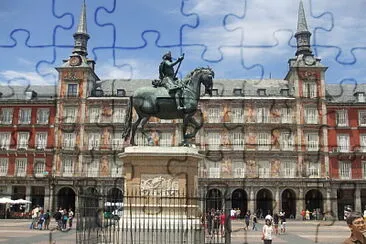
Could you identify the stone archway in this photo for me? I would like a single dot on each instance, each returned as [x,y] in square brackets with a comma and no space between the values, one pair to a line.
[66,198]
[288,203]
[314,200]
[264,202]
[213,199]
[240,201]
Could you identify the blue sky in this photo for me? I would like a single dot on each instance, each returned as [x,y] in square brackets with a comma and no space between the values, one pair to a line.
[240,39]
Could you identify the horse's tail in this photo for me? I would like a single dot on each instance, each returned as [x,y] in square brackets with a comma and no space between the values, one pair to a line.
[128,120]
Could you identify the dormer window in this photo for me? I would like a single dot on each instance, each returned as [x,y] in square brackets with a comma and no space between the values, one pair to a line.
[262,92]
[285,92]
[360,97]
[237,92]
[121,92]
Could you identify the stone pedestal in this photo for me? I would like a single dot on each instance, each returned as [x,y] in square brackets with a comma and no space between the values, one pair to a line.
[161,193]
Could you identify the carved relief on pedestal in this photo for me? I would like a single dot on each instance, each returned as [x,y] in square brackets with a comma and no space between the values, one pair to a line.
[159,185]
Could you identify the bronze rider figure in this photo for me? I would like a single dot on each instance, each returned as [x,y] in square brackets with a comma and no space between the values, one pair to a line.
[168,77]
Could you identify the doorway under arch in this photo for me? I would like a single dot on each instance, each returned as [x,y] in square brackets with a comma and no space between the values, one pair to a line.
[66,198]
[265,201]
[213,199]
[314,200]
[288,200]
[240,201]
[114,195]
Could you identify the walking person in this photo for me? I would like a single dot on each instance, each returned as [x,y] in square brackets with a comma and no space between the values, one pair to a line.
[267,232]
[246,219]
[275,223]
[254,222]
[71,217]
[356,223]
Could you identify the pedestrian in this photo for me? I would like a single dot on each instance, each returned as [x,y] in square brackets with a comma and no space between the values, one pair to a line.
[283,222]
[267,232]
[222,222]
[246,220]
[71,217]
[275,223]
[356,223]
[209,221]
[254,221]
[47,217]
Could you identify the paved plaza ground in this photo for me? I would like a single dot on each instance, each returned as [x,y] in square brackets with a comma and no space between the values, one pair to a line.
[298,232]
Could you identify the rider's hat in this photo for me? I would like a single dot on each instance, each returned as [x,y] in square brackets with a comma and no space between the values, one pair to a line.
[167,55]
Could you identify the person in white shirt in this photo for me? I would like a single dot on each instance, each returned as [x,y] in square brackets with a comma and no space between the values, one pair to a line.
[267,232]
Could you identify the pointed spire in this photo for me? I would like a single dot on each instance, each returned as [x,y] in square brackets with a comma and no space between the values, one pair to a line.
[301,22]
[81,35]
[302,34]
[82,21]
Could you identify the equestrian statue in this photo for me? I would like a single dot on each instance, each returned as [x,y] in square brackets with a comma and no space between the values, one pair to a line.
[170,98]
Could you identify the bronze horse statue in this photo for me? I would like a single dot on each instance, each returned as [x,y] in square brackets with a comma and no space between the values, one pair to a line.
[157,102]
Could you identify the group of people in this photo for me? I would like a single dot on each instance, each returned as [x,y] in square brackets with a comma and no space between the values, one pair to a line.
[215,222]
[41,219]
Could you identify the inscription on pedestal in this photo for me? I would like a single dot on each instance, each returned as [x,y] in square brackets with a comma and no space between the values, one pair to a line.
[159,185]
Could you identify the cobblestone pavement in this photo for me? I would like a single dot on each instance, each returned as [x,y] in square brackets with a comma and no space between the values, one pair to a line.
[299,232]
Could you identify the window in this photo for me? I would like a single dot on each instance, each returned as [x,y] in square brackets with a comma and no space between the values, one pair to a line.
[72,90]
[119,115]
[213,169]
[364,169]
[7,116]
[343,143]
[41,140]
[313,170]
[238,169]
[286,116]
[42,115]
[237,115]
[288,169]
[263,141]
[117,141]
[3,166]
[262,115]
[116,168]
[309,89]
[286,141]
[69,141]
[362,118]
[312,141]
[5,140]
[20,167]
[165,139]
[214,140]
[69,115]
[311,115]
[263,169]
[345,170]
[363,142]
[92,168]
[94,139]
[68,169]
[24,116]
[342,118]
[94,115]
[214,115]
[39,167]
[23,138]
[237,140]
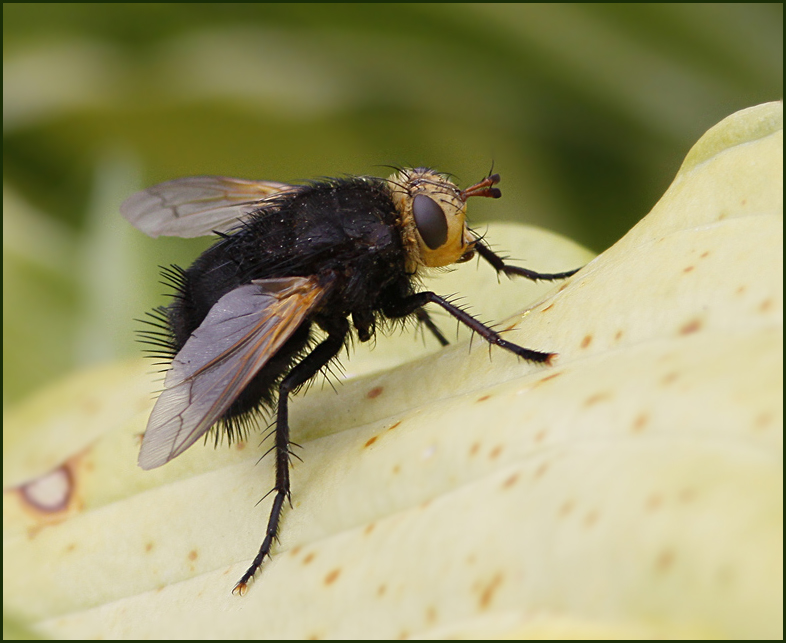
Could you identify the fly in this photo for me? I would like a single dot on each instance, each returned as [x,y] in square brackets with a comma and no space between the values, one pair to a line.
• • • • •
Omit all pictures while transcribing the entries verbatim.

Solved exercise:
Could you identify the stone archway in this photo for me? I would like a single dot on each instance, each returned as [x,y] in square brackets with a comma and no space between the values, one pair to a line.
[66,198]
[288,203]
[314,200]
[264,202]
[213,199]
[240,201]
Could you identify the blue sky in this photo for me? I would like a single dot on each instance, each returned as [x,y] in square brackets with a comma and no space between the values, one pair to a line.
[240,39]
Could you identify the horse's tail in this photo for me? I would like a single dot on each instance, each returned as [x,y] in square brackets with a comma and no space between the values, one pair to a line.
[128,120]
Could you identify the dormer window in this photo for me? I would like a single dot on each instance, each returned as [x,y] in square brackets with a comma and no space between the values, one pair to a line.
[262,92]
[285,92]
[360,97]
[237,92]
[121,92]
Could you identify the stone pedestal in this photo for me? I would like a single dot on each instance, each returned as [x,y] in square brackets with a comma and no space between the values, one pair to a line.
[161,193]
Could you identify the carved relief on pedestal in this photo for me? I would like a single dot on each instance, each returned as [x,y] in square brackets with a comma and no space between the values, one pair to a line.
[159,185]
Could you identify the bronze rider figure in this photo for me? I would like a single dot on each instance, each returned as [x,y] in square brackets with a comma and no space between the values, one pair to a line.
[168,77]
Could you identify the doorway under arch in this photo for me? I would like a single dot on each instance, each returned as [x,y] in square brackets with a comma and no space between the values, one pair to a line.
[66,198]
[265,201]
[213,199]
[314,200]
[288,200]
[240,201]
[114,195]
Could you identify the walking person in this photo for me? I would like a single dot on each instance, each returned as [x,y] in square brackets with a comma and no space between the values, one pair to a line.
[267,232]
[246,219]
[275,223]
[254,222]
[71,217]
[356,223]
Could you identify the pedestrian in this photo for me? I would like a single dot on each instance, each returned as [x,y] in square brackets with a comma and no space between the values, one pair to a line.
[283,222]
[267,232]
[222,222]
[246,220]
[71,217]
[275,223]
[356,223]
[209,221]
[254,221]
[47,217]
Could you identify the paved plaza ground in this photo for me? I would like a single dot on each instance, each returned as [x,y] in square brackets with a comma and no space between the values, one pair to a line.
[298,232]
Could you identify the rider's hat in this photo for me? I would like a single dot on each instance, each returned as [x,y] in square brackets with a comma and no space between the values, one pair to a line.
[167,55]
Could you identify the person in white shirt in this photo for me? I would like a single dot on each instance, each returned as [x,y] in square brackets with a comma and no space between the values, one pair to a line.
[267,232]
Could you identify the pointed spire in this photo for me? I would like a single dot on each instance, each returned as [x,y] in square brackets with a comma and no space between the values, one pair to a line.
[301,22]
[81,35]
[302,34]
[82,21]
Could you identify the equestrian statue in this photo for me? I would like a single dot on each instance, each returned as [x,y] in square brackets with a comma and no space between the values, one pair to a line.
[170,98]
Could you identify the bronze horse statue in this photo for me? I would like a single dot on each instance, each returned as [x,y] in square brackets with a comma and no space between the values, one pair to a line.
[157,102]
Could you identify the group of people in this photo for me? I would like a single dot on each instance, each returned as [x,y] in square brackets with a comma and no space between the values, one pair to a line.
[215,222]
[41,219]
Could you identify the inscription on pedestal in this photo for me? I would like a single dot on each instance, each returned as [x,y] in square brackets with a comma and no space between the values, one pair to a line.
[159,185]
Could you identify the cobblestone pavement in this photo for me? I would like a single dot on each instance, each returned as [x,y] in square brackets with a comma and no space between the values, one pair to a line.
[299,232]
Could you identify the window in this photo for me? I would like a single dot on each instance, each returned as [x,y] in square brackets with a comma and no space between the values, one pair to a line.
[72,90]
[119,115]
[213,169]
[364,169]
[7,116]
[343,143]
[41,140]
[313,170]
[238,169]
[286,116]
[42,115]
[237,115]
[288,169]
[263,141]
[117,141]
[3,166]
[262,115]
[116,168]
[309,89]
[286,141]
[69,141]
[362,118]
[312,141]
[5,140]
[20,167]
[165,139]
[214,140]
[69,115]
[311,115]
[263,169]
[345,170]
[363,142]
[92,168]
[94,139]
[68,169]
[24,116]
[342,118]
[94,115]
[214,115]
[39,167]
[23,138]
[237,140]
Could you identify the fly in this photo for me? I would like a single dot on each instance, each returned as [x,y] in square brackets with a comma and no space between the values, one pair to a line.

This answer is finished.